### ASSIGNMENT
Please output, word for word, the passage of the Lymelife review starting with "A movie about" and going on through "Adrianna (Emma Roberts).".

A movie about Lyme disease and its impact on a Long Island burb already plagued by a seeming edpidemic of decadent behavior, Lymelife is not just about predatory impulses of the insect variety. In fact the humans who prowl about in this warped take on bedroom community decadence LI style in this less lymelife than lowlife split level noir, make the disease ridden bugs seem somewhat benign in comparison.
Written and directed by Derek Martini, executive produced by Martin Scorsese and co-produced by Alec Baldwin who also stars in the film, Lymelife is a multi-narrative, cross-generational hormonal romp with an emphasis on sex on the sly machinations. Rory Culkin, the youngest of that precocious Culkin brood, is Scott Bartlett, a shy, withdrawn fifteen year old who’s constantly bullied at school, while nursing a secret crush on flirty next door neighbor, Adrianna (Emma Roberts).
But those are not the only sparks flying between adjoining picket fences. While Adrianna’s sickly dad Charlie (Timothy Hutton) is hiding away from the world in their cellar after contracting Lyme disease, his frustrated spouse Melissa (Cynthia Nixon) is getting it on upstairs with Scott’s frisky father Mickey (Alec Baldwin), who is also Melissa’s employer. And Charlie passively eavesdrops on the entire proceedings. Then at one point, two entirely separate set of sex partners nearly catch each other in the act simultaneously. Scorecard, please.
Meanwhile, Scott’s temperamental older sibling Jimmy (Kieran Culkin) returns home on leave from the army and beats up his kid brother’s chief tormentor, while their dad obsessively dabbles in the late 1970s real estate boom back then. At least between hot trysts with his accomodating next door neighbor assistant.
And mostly griping about it all on the sidelines, is Mickey’s long suffering wife Brenda (Jill Hennessy), who has pretty much resigned herself to her husband’s wicked ways. All this seething and hand wringing, mostly negative ensemble chemistry isn’t half bad, though on the morbid side.
There’s also a bit of underage sexual peek-a-boo in a local church confession booth involving a red bra, mystery lost and found Long Island Railroad commuter tickets, and a bit of strange fatherly advice about how something no bigger than a pimple on your butt can change your life. Will anyone who has ever lived on such a suburban street like this, on Long Island or anywhere else, please raise your hand.

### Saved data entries
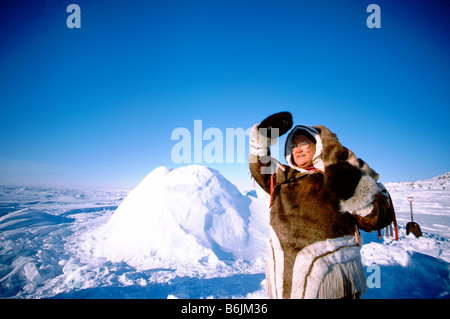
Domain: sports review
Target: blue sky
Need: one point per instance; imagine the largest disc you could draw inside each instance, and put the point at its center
(96, 106)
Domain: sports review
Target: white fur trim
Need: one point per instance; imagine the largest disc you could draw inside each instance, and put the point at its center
(274, 267)
(320, 269)
(363, 197)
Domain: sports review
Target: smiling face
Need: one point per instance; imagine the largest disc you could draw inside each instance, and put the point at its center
(303, 150)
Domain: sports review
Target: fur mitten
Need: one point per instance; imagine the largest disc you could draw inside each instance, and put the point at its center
(281, 121)
(355, 190)
(266, 134)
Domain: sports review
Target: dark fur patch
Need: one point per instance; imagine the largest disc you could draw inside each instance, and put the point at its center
(282, 121)
(342, 179)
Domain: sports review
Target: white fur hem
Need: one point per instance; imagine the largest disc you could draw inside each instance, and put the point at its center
(320, 269)
(362, 199)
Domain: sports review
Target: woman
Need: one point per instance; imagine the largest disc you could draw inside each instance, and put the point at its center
(318, 202)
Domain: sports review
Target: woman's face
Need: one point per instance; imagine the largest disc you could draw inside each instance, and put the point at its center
(303, 150)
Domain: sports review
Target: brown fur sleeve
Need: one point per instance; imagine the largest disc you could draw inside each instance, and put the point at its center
(381, 215)
(261, 164)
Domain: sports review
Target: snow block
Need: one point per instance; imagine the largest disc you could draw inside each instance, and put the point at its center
(187, 216)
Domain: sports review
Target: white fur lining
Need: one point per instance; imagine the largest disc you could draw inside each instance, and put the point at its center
(259, 144)
(321, 268)
(274, 267)
(362, 199)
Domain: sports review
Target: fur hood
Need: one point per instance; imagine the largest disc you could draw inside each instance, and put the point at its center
(317, 159)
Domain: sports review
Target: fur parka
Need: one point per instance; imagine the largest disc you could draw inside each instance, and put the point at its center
(313, 251)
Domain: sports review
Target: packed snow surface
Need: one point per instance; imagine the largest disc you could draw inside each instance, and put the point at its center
(190, 233)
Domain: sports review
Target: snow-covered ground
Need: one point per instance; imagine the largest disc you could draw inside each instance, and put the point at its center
(189, 233)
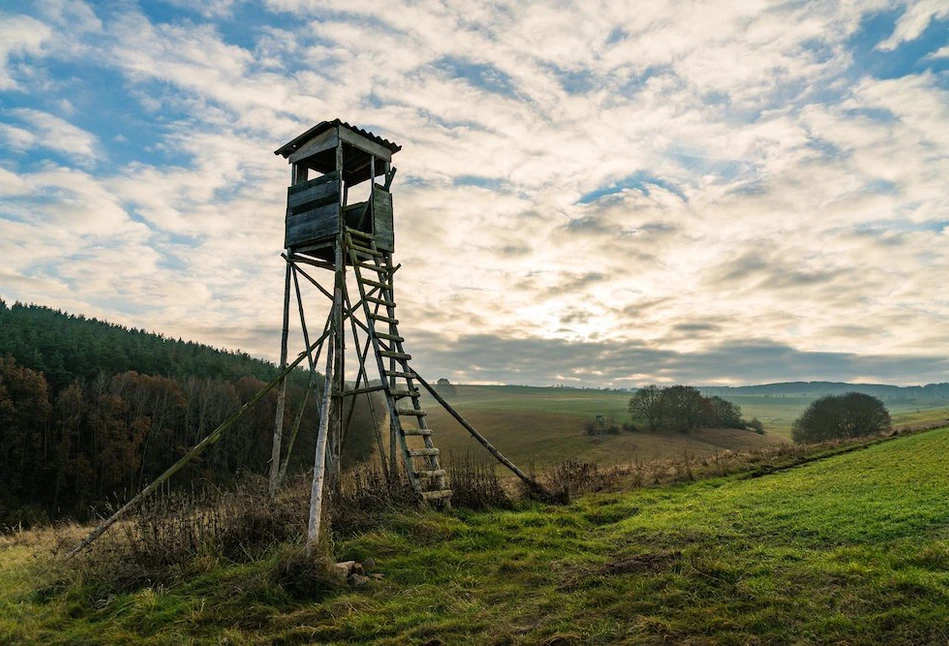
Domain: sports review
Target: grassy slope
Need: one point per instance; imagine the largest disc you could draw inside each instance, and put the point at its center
(850, 549)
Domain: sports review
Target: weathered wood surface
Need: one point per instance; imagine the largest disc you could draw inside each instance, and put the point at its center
(323, 141)
(367, 145)
(310, 226)
(282, 394)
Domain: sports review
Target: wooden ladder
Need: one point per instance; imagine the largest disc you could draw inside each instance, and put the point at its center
(419, 454)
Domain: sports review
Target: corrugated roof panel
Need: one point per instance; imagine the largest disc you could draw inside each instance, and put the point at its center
(287, 149)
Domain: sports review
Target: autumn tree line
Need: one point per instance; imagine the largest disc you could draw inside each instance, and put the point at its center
(82, 425)
(684, 408)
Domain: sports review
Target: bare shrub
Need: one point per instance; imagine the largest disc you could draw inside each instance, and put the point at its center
(475, 483)
(364, 494)
(572, 477)
(302, 575)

### TASK SOLUTION
A movie about Lyme disease and its impact on a Long Island burb already plagued by a seeming edpidemic of decadent behavior, Lymelife is not just about predatory impulses of the insect variety. In fact the humans who prowl about in this warped take on bedroom community decadence LI style in this less lymelife than lowlife split level noir, make the disease ridden bugs seem somewhat benign in comparison.
Written and directed by Derek Martini, executive produced by Martin Scorsese and co-produced by Alec Baldwin who also stars in the film, Lymelife is a multi-narrative, cross-generational hormonal romp with an emphasis on sex on the sly machinations. Rory Culkin, the youngest of that precocious Culkin brood, is Scott Bartlett, a shy, withdrawn fifteen year old who’s constantly bullied at school, while nursing a secret crush on flirty next door neighbor, Adrianna (Emma Roberts).